(INFORMATION)

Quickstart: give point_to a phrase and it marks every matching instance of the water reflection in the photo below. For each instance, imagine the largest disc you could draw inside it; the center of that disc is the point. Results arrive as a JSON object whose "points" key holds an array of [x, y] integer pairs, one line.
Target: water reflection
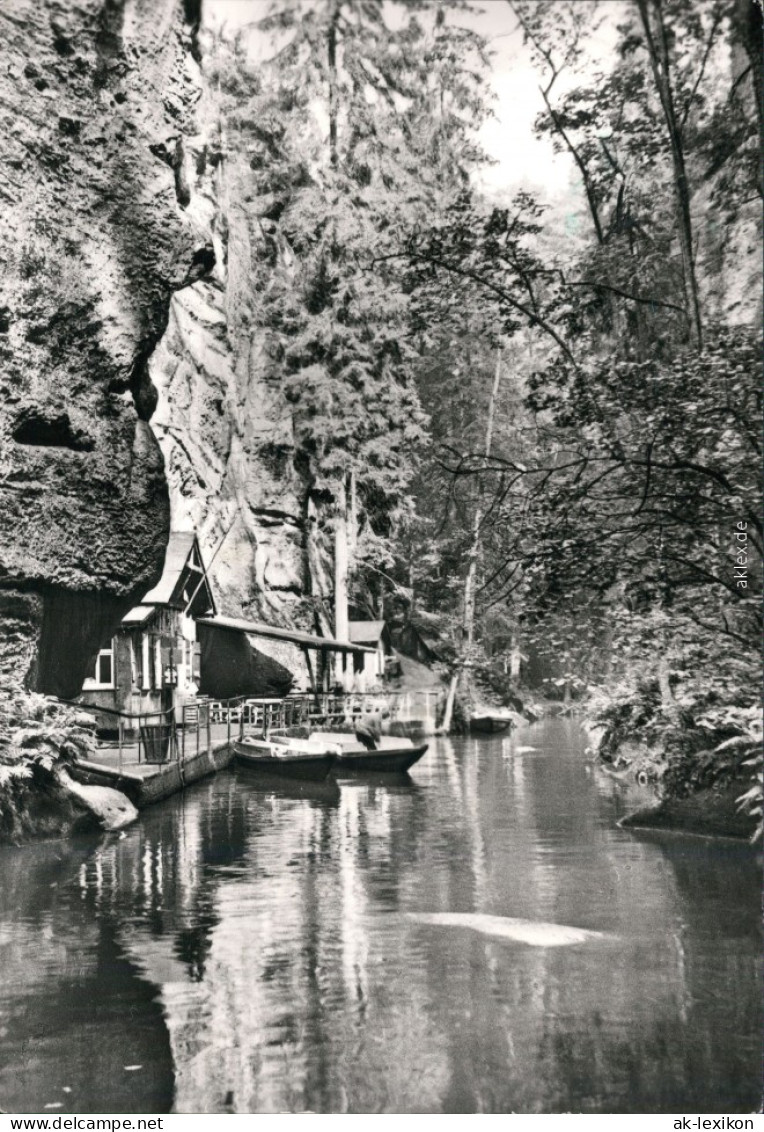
{"points": [[251, 950]]}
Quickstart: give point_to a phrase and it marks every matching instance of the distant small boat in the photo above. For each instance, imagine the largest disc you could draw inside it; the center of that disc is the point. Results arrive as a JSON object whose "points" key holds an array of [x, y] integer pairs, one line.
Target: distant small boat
{"points": [[489, 722], [392, 754], [295, 759]]}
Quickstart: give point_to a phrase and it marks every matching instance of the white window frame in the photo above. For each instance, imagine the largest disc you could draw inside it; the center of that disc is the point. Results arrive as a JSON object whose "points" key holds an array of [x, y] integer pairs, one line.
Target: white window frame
{"points": [[93, 684]]}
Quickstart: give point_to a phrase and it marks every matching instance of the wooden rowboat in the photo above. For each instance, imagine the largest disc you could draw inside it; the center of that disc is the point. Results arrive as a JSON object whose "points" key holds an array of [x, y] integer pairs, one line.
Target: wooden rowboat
{"points": [[297, 759], [490, 725], [392, 754]]}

(End INFORMATION)

_WHAT TO PRODUCE_: Leaving out the images, return the entries above exactly as they read.

_OUTPUT_:
Quickstart: give point_to a phrase and it marks every matching instance of the water reflection in the photo below. For each instance, imagine the largest disc you could draw inside it; the center of that disc is the point. Results arrive as a JSON object whose "points" key holds an array of [x, y] integer pairs, one line.
Target: water reflection
{"points": [[251, 950]]}
Quickstart: give point_to a phrase and it marks every matching instance of the distant small boat in the photo above. For each instance, imagine the largest disc you could draw inside it; the center of that disc is the point. Results arrive as a JSON object whose "points" key holds an array of [x, y] integer pairs, one line.
Target: distant small boat
{"points": [[489, 722], [392, 754], [295, 759]]}
Quickstart: give point_to a phrase and it marks every matching instance of the white window frame in the photo above. For each instance, imagine the largest disc you could draw inside it; the center of that disc is the point. Results arrive as a JSON object whose "points" key holds an array of [x, y] integer pairs, one line.
Target: white window frame
{"points": [[93, 684]]}
Quickstart: give point_to a phrase and it marks every matching instance of the wooden rowboat in the photo above. For each instance, imagine the largest disc you could draw inside it; the center of that disc is the point. Results arrive as a JSON object whose "points" key holds an array of [x, y] integer pairs, one line.
Target: wooden rowboat
{"points": [[297, 759], [490, 725], [392, 754]]}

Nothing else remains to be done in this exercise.